Extract every line from the entries below that contains the string "smoke", copying each such line in full. Matching is case-sensitive.
——————
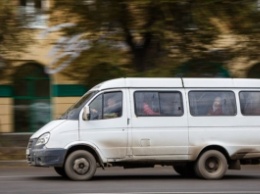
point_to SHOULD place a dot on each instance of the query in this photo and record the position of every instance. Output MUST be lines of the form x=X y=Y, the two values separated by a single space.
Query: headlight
x=43 y=139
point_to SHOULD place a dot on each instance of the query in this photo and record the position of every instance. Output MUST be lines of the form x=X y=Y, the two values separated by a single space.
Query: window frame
x=240 y=102
x=102 y=94
x=213 y=116
x=158 y=92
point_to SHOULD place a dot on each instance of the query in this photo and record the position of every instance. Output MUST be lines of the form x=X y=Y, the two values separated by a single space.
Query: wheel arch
x=215 y=147
x=88 y=148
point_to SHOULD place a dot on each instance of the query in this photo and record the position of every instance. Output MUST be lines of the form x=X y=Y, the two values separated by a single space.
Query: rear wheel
x=80 y=165
x=212 y=164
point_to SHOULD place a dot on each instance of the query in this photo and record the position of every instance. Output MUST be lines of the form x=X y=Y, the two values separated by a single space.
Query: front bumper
x=44 y=156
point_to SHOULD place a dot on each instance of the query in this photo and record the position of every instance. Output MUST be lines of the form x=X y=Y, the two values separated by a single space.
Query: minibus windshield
x=73 y=112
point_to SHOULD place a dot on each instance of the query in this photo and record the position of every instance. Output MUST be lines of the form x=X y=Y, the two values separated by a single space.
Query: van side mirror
x=85 y=115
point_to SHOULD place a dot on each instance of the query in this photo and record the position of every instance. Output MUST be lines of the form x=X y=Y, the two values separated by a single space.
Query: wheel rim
x=212 y=164
x=81 y=166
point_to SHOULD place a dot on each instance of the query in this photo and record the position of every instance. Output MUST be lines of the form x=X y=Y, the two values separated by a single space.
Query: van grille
x=31 y=143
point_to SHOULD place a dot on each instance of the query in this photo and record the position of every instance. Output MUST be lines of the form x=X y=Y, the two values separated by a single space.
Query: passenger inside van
x=148 y=110
x=216 y=108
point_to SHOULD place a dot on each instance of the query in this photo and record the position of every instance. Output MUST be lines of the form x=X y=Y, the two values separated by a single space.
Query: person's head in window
x=113 y=105
x=216 y=108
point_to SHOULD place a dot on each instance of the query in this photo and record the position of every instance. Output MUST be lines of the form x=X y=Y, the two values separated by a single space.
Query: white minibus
x=200 y=126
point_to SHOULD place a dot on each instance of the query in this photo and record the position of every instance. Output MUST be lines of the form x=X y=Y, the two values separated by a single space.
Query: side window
x=158 y=103
x=212 y=103
x=105 y=106
x=250 y=102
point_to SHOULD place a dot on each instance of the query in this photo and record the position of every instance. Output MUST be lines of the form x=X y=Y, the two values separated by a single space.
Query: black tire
x=60 y=171
x=212 y=165
x=186 y=170
x=80 y=165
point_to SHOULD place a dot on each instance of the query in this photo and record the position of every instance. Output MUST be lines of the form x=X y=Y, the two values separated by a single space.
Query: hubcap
x=212 y=164
x=81 y=166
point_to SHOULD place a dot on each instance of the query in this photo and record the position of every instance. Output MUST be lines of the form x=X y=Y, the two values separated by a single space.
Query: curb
x=13 y=163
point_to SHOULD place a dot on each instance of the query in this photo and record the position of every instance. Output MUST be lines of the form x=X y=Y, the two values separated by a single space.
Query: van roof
x=131 y=82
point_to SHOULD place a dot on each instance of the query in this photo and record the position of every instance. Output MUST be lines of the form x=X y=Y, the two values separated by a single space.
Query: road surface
x=159 y=180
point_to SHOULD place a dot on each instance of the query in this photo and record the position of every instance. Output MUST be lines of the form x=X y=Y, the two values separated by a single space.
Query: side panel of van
x=160 y=137
x=109 y=135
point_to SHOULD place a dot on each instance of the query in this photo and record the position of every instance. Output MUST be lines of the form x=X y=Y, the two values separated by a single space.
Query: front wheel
x=60 y=171
x=212 y=164
x=80 y=165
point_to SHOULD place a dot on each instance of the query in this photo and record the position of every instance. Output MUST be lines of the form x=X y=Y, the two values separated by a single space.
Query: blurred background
x=53 y=51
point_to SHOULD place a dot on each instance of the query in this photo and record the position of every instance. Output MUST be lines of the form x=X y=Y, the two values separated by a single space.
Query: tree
x=155 y=30
x=13 y=36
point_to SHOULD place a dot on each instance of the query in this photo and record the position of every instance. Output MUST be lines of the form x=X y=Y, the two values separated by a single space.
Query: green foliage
x=12 y=36
x=160 y=34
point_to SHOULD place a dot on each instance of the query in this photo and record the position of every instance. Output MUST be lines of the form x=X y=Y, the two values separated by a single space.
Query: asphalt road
x=159 y=180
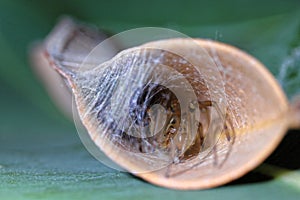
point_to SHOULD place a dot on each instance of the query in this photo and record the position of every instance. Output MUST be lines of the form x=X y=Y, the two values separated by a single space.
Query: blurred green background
x=41 y=156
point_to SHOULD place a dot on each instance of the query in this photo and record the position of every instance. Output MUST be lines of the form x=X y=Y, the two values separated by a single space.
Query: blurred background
x=41 y=156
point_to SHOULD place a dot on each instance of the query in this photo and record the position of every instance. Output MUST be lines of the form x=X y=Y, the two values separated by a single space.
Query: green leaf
x=41 y=156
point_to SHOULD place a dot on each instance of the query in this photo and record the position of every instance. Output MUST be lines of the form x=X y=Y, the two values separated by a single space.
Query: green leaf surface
x=41 y=156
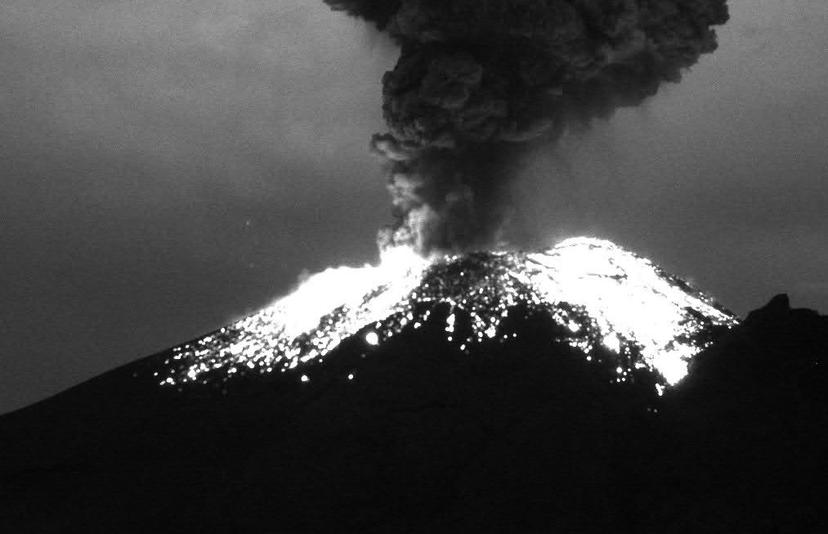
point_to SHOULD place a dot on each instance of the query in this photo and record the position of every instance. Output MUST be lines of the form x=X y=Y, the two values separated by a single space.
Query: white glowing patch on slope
x=600 y=293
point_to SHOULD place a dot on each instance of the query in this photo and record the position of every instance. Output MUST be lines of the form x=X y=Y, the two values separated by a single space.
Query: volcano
x=575 y=389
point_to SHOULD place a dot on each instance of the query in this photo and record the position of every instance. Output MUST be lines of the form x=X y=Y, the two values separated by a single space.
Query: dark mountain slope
x=521 y=436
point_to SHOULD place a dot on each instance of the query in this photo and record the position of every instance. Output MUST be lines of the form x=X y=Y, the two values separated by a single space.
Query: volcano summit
x=577 y=389
x=597 y=295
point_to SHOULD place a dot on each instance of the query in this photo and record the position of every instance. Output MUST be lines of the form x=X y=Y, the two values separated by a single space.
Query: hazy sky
x=169 y=166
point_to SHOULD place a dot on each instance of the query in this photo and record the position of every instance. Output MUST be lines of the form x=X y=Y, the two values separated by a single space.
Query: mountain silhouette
x=529 y=431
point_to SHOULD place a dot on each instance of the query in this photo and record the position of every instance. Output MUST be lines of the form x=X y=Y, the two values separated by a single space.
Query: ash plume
x=481 y=82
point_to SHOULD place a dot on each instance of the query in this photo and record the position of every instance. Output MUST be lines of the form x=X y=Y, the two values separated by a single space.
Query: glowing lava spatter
x=602 y=294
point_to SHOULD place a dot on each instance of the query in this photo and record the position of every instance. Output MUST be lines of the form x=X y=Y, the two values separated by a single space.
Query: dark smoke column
x=480 y=82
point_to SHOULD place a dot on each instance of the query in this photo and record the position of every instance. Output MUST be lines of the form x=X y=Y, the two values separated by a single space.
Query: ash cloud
x=479 y=83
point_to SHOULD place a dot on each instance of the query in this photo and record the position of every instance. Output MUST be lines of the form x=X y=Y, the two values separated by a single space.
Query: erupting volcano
x=601 y=297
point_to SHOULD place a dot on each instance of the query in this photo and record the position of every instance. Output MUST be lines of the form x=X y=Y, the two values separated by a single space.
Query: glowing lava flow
x=603 y=295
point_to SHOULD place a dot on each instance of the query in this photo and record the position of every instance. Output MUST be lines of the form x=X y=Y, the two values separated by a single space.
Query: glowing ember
x=602 y=295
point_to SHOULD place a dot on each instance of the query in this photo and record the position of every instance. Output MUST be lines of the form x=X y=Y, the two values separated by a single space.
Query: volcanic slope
x=527 y=431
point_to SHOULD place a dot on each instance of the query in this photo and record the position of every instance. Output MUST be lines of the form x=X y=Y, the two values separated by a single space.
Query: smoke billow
x=480 y=82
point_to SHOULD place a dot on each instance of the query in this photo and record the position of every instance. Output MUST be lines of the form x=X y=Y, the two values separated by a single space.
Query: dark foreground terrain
x=524 y=436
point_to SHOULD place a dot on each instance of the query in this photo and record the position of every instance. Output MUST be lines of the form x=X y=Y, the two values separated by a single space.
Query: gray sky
x=169 y=166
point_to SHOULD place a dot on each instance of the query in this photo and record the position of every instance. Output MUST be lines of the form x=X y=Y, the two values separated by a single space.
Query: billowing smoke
x=480 y=82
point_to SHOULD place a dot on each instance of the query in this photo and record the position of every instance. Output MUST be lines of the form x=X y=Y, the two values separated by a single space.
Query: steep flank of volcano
x=414 y=435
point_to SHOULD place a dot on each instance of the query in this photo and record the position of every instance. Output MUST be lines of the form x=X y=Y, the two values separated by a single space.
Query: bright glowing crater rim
x=603 y=295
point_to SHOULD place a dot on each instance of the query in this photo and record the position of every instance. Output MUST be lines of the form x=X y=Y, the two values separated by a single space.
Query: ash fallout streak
x=480 y=83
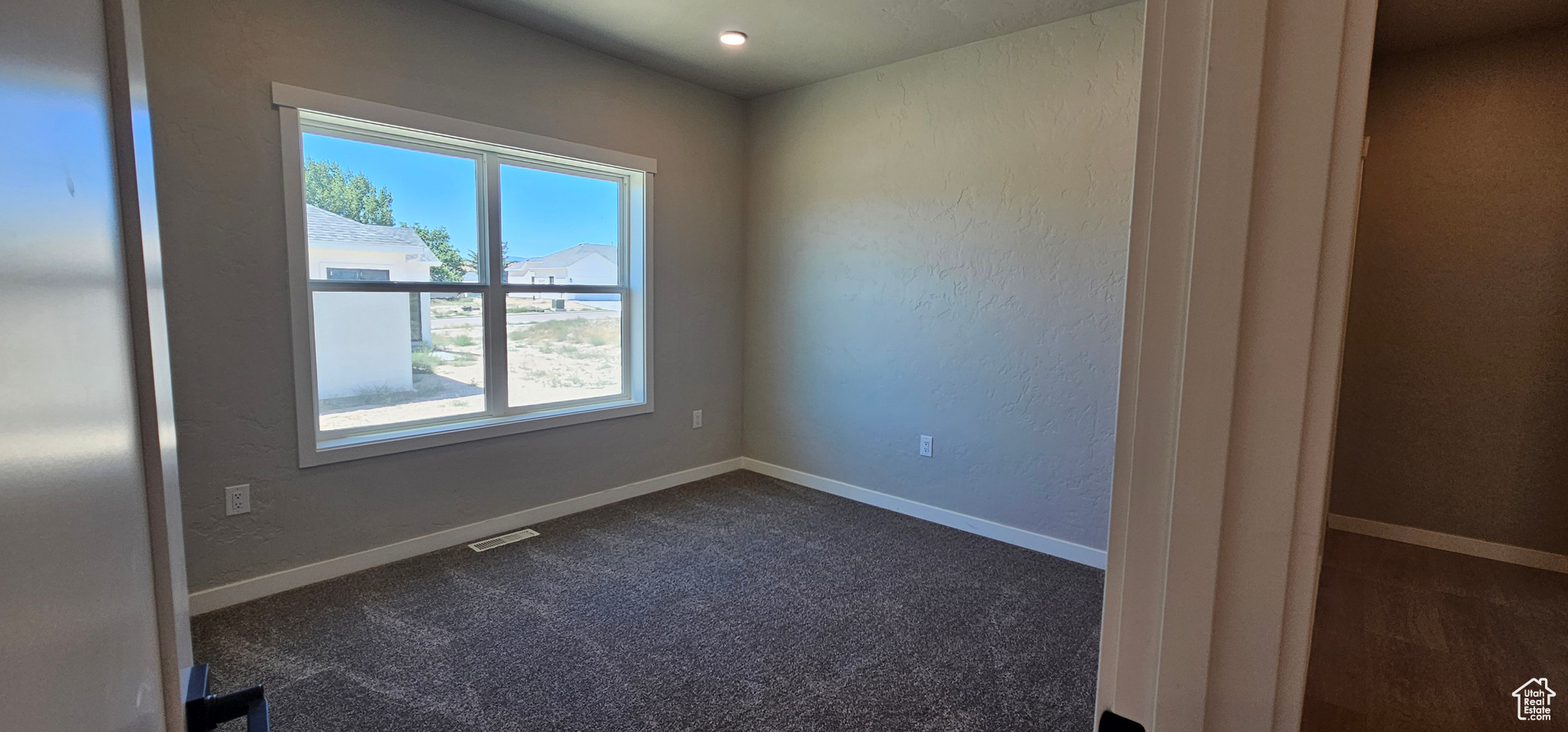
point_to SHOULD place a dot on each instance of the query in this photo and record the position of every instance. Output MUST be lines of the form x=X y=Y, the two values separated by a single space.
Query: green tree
x=439 y=242
x=347 y=193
——————
→ Output of the task
Query: dark smoke column
Query: smoke billow
Query: billowing smoke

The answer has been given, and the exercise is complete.